According to the article on defibrillators below, how many police cars in the Miami city and county area were equipped with the devices?

§ **SOURCE PASSAGE**

****************************************

A Shocking Way to Save Lives
May 18, 2000 (Washington) -- We've all seen the dramatic scenario re-enacted on television shows or films many times. A machine called a defibrillator delivers a life-saving burst of electricity and restores a stricken heart patient to a normal heart rhythm.
The reality, though, is that such heroics don't happen nearly often enough, according to researchers meeting here at a medical conference here. New studies show that the use of portable defibrillators could substantially reduce the toll from sudden death in the U.S., which now stands at about 350,000 annually.
"Early defibrillation [or shocking the heart] is the key to survival," says Robert Myerburg, MD, director of the division of cardiology at the University of Miami School of Medicine. He says it's reasonable to think we could cut the sudden death rate caused by heart problems by 10% yearly, sparing about 35,000 lives.
However, it's estimated that less than 10% of patients survive this scenario, which often produces the deadly rapid heartbeat known as ventricular fibrillation. While CPR can sustain someone, only an electrical shock can convert the heart to its proper pace.
On the flip side, if a person is fortunate enough to get defibrillated within two-minutes of an attack, the survival rate is about 50%. Waiting for an emergency rescue team takes precious minutes and decreases the survival rate dramatically.
From police cars to playgrounds to airplanes, these defibrillators appear to be making a difference. Perhaps, the most ambitious experiment with the laptop computer-sized devices is under way in Miami. Starting last year, all 1,900 police cars in the city and county area were equipped with defibrillators at a cost of $5 million.
It's still early in the experiment, but investigator Myerburg says this first-of-its-kind effort has already cut response time and saved lives. "Police on the road in a large city can save anywhere from four to five minutes," Myerburg says. A defibrillator has two pads that stick to a patient's chest, and a verbal and visual display prompts the operator what to do. The device has been called "idiot proof" by some and can be operated by someone with virtually no medical training.

****************************************

Excerpts from a dataset
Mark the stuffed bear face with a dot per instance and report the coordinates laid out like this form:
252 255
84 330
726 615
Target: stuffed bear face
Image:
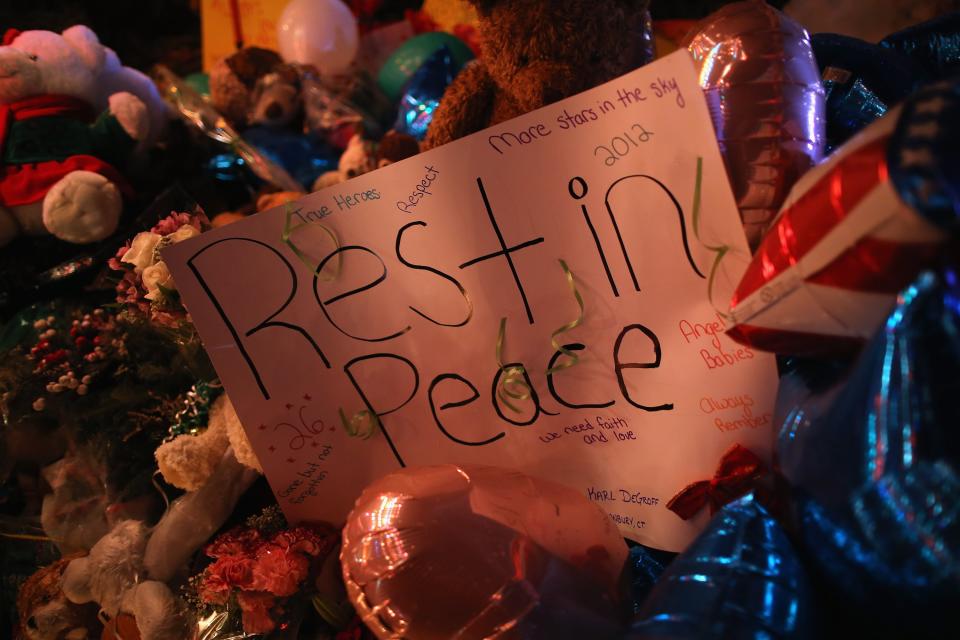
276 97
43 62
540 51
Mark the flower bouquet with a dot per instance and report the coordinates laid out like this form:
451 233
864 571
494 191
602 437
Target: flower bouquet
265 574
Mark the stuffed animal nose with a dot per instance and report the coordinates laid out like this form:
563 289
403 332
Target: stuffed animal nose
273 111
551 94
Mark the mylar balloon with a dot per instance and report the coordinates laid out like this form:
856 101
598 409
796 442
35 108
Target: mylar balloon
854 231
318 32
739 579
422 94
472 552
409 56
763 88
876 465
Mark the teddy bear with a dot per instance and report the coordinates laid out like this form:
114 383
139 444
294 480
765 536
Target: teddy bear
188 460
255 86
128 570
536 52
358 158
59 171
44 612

****************************************

§ **EXERCISE RESPONSE**
All 1,900 police cars.